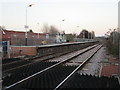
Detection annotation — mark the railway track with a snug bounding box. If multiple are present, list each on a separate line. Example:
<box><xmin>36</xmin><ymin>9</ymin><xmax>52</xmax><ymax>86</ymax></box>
<box><xmin>3</xmin><ymin>45</ymin><xmax>101</xmax><ymax>90</ymax></box>
<box><xmin>2</xmin><ymin>44</ymin><xmax>96</xmax><ymax>76</ymax></box>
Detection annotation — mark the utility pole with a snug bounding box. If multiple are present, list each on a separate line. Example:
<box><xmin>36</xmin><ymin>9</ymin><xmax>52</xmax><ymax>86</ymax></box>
<box><xmin>0</xmin><ymin>26</ymin><xmax>3</xmax><ymax>90</ymax></box>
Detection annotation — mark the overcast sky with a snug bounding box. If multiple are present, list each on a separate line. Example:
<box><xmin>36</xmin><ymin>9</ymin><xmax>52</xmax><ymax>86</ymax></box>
<box><xmin>0</xmin><ymin>0</ymin><xmax>119</xmax><ymax>36</ymax></box>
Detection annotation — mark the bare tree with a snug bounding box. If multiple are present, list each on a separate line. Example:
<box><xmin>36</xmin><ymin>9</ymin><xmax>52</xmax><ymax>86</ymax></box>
<box><xmin>42</xmin><ymin>23</ymin><xmax>50</xmax><ymax>33</ymax></box>
<box><xmin>0</xmin><ymin>26</ymin><xmax>6</xmax><ymax>30</ymax></box>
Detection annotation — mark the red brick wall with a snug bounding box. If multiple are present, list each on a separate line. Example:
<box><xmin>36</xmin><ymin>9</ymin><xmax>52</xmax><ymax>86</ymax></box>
<box><xmin>10</xmin><ymin>46</ymin><xmax>37</xmax><ymax>57</ymax></box>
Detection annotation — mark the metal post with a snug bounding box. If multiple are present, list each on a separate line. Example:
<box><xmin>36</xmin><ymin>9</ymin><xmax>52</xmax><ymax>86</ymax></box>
<box><xmin>0</xmin><ymin>26</ymin><xmax>3</xmax><ymax>90</ymax></box>
<box><xmin>25</xmin><ymin>7</ymin><xmax>28</xmax><ymax>46</ymax></box>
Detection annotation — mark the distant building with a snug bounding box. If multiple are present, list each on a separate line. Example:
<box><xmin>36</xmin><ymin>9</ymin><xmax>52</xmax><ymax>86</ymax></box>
<box><xmin>2</xmin><ymin>30</ymin><xmax>46</xmax><ymax>45</ymax></box>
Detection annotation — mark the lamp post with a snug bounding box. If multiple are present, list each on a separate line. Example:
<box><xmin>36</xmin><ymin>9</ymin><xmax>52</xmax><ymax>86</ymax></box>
<box><xmin>25</xmin><ymin>4</ymin><xmax>34</xmax><ymax>46</ymax></box>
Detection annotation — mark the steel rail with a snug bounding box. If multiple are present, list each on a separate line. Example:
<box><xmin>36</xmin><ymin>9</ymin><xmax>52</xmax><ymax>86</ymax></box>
<box><xmin>54</xmin><ymin>45</ymin><xmax>102</xmax><ymax>90</ymax></box>
<box><xmin>4</xmin><ymin>45</ymin><xmax>98</xmax><ymax>90</ymax></box>
<box><xmin>3</xmin><ymin>45</ymin><xmax>97</xmax><ymax>73</ymax></box>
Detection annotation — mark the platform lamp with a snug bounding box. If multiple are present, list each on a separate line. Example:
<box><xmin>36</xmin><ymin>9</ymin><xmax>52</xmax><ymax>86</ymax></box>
<box><xmin>25</xmin><ymin>4</ymin><xmax>34</xmax><ymax>46</ymax></box>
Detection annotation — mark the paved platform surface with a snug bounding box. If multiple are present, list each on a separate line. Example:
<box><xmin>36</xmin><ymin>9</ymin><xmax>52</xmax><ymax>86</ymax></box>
<box><xmin>101</xmin><ymin>56</ymin><xmax>119</xmax><ymax>77</ymax></box>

= = = = = = =

Your goal: Render every line of the listing above as a numbered list, leaving out blank lines and the pictures.

Solution:
1. Detection annotation — mark the railway track with a snug bounding box. If multiple are present, list each on a separate line. Example:
2. <box><xmin>36</xmin><ymin>9</ymin><xmax>52</xmax><ymax>86</ymax></box>
3. <box><xmin>3</xmin><ymin>45</ymin><xmax>101</xmax><ymax>90</ymax></box>
4. <box><xmin>2</xmin><ymin>44</ymin><xmax>96</xmax><ymax>76</ymax></box>
5. Detection annotation — mark the utility pole with a snug bounding box. If multiple are present, list each on a separate line. Example:
6. <box><xmin>36</xmin><ymin>9</ymin><xmax>52</xmax><ymax>86</ymax></box>
7. <box><xmin>0</xmin><ymin>26</ymin><xmax>3</xmax><ymax>90</ymax></box>
8. Detection annotation — mark the overcast sky with a snug bounding box. If multiple are present, list each on a separate line. Example:
9. <box><xmin>36</xmin><ymin>9</ymin><xmax>52</xmax><ymax>86</ymax></box>
10. <box><xmin>0</xmin><ymin>0</ymin><xmax>119</xmax><ymax>36</ymax></box>
11. Detection annotation — mark the bare tree with a snug bounding box. If multiple are present, list each on a separate line. Example:
12. <box><xmin>36</xmin><ymin>9</ymin><xmax>52</xmax><ymax>86</ymax></box>
13. <box><xmin>42</xmin><ymin>23</ymin><xmax>50</xmax><ymax>33</ymax></box>
14. <box><xmin>0</xmin><ymin>26</ymin><xmax>6</xmax><ymax>30</ymax></box>
15. Detection annotation — mark the red brick wall with a snug bounding box. If multiple are present, list each on a separate line. Example:
16. <box><xmin>36</xmin><ymin>9</ymin><xmax>52</xmax><ymax>86</ymax></box>
17. <box><xmin>10</xmin><ymin>46</ymin><xmax>37</xmax><ymax>57</ymax></box>
18. Detection annotation — mark the metal post with a snug bounding box. If multiple are present, list each on a separate line. Example:
19. <box><xmin>36</xmin><ymin>9</ymin><xmax>52</xmax><ymax>86</ymax></box>
20. <box><xmin>0</xmin><ymin>26</ymin><xmax>3</xmax><ymax>90</ymax></box>
21. <box><xmin>25</xmin><ymin>7</ymin><xmax>28</xmax><ymax>46</ymax></box>
22. Detection annotation — mark the distant building with a snug bounding box. If multiple are present, list each on a separate line. Example:
23. <box><xmin>36</xmin><ymin>9</ymin><xmax>52</xmax><ymax>86</ymax></box>
24. <box><xmin>2</xmin><ymin>30</ymin><xmax>46</xmax><ymax>45</ymax></box>
25. Detection annotation — mark the lamp post with a snug bounding box. If multiple are present, list each on a separate line. Example:
26. <box><xmin>36</xmin><ymin>9</ymin><xmax>52</xmax><ymax>86</ymax></box>
27. <box><xmin>25</xmin><ymin>4</ymin><xmax>34</xmax><ymax>46</ymax></box>
28. Detection annotation — mark the steel rail with a snug bounding box. If multiple are present, list each on a separate line. Example:
29. <box><xmin>36</xmin><ymin>9</ymin><xmax>52</xmax><ymax>86</ymax></box>
30. <box><xmin>54</xmin><ymin>45</ymin><xmax>102</xmax><ymax>90</ymax></box>
31. <box><xmin>4</xmin><ymin>45</ymin><xmax>98</xmax><ymax>90</ymax></box>
32. <box><xmin>3</xmin><ymin>45</ymin><xmax>97</xmax><ymax>73</ymax></box>
33. Detection annotation — mark the platform lamp with a snug bounding box. If multiple are present, list each on a separate line. Example:
34. <box><xmin>36</xmin><ymin>9</ymin><xmax>52</xmax><ymax>86</ymax></box>
35. <box><xmin>25</xmin><ymin>4</ymin><xmax>34</xmax><ymax>46</ymax></box>
36. Detection annotation — mark the paved platform surface with a snug bounding box. If multiple are present, list each on a separate line. Example:
37. <box><xmin>36</xmin><ymin>9</ymin><xmax>52</xmax><ymax>86</ymax></box>
38. <box><xmin>101</xmin><ymin>56</ymin><xmax>119</xmax><ymax>77</ymax></box>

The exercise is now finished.